AIM OF THE EXERCISE = All lines from the line containing "of the party" up to and including the last line of the listing below should be echoed exactly; no other lines belong in the response.

-- BEGIN --

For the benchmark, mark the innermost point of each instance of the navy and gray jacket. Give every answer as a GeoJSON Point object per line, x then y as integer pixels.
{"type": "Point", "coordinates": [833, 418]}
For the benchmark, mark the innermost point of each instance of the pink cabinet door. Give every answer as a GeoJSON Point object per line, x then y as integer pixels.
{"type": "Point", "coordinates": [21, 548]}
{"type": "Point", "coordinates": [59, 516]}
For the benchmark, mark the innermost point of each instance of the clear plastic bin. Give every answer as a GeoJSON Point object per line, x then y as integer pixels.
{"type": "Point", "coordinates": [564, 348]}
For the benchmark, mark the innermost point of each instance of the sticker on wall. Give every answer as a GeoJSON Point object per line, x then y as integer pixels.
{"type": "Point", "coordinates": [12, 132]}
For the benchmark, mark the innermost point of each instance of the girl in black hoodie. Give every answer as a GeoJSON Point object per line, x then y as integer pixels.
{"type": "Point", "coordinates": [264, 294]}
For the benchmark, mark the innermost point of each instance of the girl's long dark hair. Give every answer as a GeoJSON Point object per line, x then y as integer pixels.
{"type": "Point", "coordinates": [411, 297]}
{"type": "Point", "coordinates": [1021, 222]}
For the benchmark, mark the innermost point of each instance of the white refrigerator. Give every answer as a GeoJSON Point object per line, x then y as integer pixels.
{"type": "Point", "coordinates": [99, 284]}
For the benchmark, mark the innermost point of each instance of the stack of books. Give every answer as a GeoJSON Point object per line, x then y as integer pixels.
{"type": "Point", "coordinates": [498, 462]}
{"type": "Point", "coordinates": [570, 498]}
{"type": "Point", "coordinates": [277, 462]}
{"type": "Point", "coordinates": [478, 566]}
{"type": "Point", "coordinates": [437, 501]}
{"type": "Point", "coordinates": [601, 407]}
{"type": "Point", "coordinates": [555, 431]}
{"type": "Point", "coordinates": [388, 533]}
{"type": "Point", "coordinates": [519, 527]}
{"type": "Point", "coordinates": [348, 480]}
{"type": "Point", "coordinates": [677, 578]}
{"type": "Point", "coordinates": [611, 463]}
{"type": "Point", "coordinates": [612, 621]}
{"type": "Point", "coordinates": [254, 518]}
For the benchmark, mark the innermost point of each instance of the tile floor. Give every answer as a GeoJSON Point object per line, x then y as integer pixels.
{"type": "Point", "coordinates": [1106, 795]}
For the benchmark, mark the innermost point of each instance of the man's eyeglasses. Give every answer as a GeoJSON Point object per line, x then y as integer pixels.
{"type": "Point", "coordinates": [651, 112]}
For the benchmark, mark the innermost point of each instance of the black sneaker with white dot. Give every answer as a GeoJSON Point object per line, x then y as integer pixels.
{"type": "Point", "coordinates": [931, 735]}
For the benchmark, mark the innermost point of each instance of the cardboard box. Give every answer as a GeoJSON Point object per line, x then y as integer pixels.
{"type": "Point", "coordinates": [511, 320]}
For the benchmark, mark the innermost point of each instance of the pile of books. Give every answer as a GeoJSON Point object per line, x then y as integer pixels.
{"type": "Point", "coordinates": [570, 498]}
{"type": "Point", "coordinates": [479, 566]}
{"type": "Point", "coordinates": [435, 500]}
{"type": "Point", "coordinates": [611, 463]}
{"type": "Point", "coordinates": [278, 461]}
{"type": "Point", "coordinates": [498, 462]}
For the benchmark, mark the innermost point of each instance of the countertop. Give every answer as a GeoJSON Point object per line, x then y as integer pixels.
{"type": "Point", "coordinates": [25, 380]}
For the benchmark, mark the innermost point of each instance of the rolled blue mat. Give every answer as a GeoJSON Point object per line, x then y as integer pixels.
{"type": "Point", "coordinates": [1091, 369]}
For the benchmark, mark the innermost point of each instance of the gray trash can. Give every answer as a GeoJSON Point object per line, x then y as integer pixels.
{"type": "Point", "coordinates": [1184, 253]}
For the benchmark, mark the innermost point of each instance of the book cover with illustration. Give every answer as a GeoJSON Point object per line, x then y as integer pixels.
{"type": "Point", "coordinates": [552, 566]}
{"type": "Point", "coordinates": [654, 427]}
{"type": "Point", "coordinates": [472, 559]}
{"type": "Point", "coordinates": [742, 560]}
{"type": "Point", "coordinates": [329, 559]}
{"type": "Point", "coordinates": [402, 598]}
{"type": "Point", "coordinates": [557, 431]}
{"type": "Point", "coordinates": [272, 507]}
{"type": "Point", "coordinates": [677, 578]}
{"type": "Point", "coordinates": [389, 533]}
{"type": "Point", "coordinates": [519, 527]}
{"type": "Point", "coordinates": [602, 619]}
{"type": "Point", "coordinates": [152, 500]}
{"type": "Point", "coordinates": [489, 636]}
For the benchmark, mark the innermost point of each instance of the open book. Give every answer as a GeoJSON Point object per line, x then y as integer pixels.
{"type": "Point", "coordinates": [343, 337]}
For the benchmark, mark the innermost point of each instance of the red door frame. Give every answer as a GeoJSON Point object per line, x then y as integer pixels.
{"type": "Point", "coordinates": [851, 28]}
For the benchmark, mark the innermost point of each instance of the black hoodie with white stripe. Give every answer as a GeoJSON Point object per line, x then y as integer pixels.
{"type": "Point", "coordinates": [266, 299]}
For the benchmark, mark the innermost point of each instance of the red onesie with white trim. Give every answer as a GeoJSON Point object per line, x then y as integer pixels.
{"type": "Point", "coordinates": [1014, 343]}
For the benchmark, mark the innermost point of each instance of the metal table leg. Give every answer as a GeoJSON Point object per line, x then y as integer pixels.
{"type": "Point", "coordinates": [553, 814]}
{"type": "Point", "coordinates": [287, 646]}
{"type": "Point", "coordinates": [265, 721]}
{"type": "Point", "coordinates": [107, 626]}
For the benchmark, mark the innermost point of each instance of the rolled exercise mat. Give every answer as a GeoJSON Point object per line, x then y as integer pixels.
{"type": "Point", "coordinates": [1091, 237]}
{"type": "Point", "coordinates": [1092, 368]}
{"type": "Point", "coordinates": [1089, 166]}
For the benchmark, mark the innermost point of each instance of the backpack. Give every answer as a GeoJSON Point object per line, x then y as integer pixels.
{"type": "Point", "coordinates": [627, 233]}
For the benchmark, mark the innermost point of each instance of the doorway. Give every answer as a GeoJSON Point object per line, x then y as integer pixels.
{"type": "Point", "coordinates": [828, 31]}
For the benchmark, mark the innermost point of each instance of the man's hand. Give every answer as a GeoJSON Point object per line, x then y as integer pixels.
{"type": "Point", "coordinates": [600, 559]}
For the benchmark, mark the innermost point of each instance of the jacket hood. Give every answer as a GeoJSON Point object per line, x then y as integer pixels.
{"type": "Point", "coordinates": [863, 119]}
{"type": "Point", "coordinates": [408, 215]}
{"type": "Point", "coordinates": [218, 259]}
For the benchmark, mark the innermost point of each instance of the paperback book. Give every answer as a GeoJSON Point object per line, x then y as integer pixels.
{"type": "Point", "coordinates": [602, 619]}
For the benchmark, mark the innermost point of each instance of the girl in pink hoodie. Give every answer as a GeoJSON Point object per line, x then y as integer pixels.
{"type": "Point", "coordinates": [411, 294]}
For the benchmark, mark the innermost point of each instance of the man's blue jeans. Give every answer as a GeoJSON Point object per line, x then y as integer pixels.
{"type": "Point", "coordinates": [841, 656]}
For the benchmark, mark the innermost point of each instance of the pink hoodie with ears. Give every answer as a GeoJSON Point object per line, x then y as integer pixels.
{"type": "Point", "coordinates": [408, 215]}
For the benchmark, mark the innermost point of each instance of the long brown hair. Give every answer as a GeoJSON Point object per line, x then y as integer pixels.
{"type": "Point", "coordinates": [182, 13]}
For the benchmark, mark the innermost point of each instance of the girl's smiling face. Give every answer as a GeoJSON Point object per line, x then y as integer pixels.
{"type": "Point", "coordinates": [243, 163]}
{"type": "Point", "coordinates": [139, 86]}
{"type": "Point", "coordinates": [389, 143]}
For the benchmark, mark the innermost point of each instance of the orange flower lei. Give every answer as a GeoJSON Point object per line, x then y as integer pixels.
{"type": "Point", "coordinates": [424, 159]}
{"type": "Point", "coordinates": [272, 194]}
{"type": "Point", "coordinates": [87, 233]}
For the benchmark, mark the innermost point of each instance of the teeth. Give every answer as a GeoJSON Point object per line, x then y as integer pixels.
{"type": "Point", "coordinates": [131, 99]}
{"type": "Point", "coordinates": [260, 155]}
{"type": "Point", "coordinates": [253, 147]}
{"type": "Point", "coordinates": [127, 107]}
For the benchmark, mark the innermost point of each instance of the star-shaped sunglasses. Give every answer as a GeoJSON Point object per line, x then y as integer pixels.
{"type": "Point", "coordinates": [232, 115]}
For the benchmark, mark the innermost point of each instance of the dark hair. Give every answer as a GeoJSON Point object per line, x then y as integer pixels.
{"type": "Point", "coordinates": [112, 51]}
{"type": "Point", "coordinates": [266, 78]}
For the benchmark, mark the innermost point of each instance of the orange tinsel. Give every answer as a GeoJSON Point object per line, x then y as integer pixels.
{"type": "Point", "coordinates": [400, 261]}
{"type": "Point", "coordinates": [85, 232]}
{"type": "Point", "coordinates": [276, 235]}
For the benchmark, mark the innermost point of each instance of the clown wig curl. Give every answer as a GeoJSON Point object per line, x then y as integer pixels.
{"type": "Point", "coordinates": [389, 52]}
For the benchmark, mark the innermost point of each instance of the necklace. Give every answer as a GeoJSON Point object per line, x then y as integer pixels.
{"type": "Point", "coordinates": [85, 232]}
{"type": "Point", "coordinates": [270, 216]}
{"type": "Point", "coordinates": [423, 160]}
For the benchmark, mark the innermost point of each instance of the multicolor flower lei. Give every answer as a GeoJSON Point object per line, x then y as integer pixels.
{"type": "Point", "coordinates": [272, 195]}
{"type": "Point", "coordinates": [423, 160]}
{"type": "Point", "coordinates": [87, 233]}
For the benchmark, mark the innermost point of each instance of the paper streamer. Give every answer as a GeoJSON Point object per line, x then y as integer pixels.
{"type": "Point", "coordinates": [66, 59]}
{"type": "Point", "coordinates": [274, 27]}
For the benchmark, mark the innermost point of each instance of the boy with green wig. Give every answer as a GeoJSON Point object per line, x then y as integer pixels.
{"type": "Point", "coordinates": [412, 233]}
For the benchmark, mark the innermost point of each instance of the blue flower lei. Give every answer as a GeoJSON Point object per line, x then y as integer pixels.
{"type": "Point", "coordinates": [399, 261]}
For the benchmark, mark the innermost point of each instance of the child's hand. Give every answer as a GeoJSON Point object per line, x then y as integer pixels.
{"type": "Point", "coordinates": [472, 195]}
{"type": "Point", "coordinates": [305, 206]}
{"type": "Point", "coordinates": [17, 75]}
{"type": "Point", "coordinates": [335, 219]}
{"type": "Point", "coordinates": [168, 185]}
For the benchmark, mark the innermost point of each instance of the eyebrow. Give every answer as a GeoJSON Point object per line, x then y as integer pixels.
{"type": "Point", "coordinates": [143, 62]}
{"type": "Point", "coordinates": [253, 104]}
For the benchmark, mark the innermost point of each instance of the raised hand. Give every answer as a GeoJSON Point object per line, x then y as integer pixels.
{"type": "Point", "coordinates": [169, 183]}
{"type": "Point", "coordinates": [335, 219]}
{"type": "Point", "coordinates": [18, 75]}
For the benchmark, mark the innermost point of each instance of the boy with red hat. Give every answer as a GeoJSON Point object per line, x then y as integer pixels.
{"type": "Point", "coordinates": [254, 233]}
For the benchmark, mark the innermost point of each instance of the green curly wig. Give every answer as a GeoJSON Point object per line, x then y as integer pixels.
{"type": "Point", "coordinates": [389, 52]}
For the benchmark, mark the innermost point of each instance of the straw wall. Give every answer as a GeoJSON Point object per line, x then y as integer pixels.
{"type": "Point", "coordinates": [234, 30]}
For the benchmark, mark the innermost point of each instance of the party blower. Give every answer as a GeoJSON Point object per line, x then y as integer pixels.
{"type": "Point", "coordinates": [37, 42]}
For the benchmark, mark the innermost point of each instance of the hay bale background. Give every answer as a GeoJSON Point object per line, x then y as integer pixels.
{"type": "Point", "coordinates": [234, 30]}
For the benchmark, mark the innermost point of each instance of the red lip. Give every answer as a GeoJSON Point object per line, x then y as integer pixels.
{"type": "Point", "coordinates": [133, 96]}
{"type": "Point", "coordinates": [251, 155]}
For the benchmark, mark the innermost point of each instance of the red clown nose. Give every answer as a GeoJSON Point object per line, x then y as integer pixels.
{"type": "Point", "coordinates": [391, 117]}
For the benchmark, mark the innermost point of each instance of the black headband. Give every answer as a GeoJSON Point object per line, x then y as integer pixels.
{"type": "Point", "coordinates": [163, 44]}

-- END --

FINISHED TASK =
For the benchmark, mark the innermost point of each instance of the party blower. Give every answer as a GeoJSON Point object per line, x then y as integer pixels.
{"type": "Point", "coordinates": [37, 42]}
For the benchmark, mark the innermost point of each instance of the hay bale background. Give every answer as a GeoJSON Point object per line, x then y as integer pixels.
{"type": "Point", "coordinates": [234, 30]}
For the benchmark, mark the innermost point of each instance of the red lip. Give every answer as a GeoJSON Point object per line, x then y as integer pixels.
{"type": "Point", "coordinates": [133, 96]}
{"type": "Point", "coordinates": [251, 155]}
For the benchmark, mark the innermost point of each instance of the red clown nose. Give every answer as a GeoJSON Point object per line, x then y as integer pixels.
{"type": "Point", "coordinates": [391, 117]}
For the benchmark, mark the innermost point of each instance of the black headband. Give every answer as a GeoJSON Point object per line, x then y as integer pixels.
{"type": "Point", "coordinates": [163, 44]}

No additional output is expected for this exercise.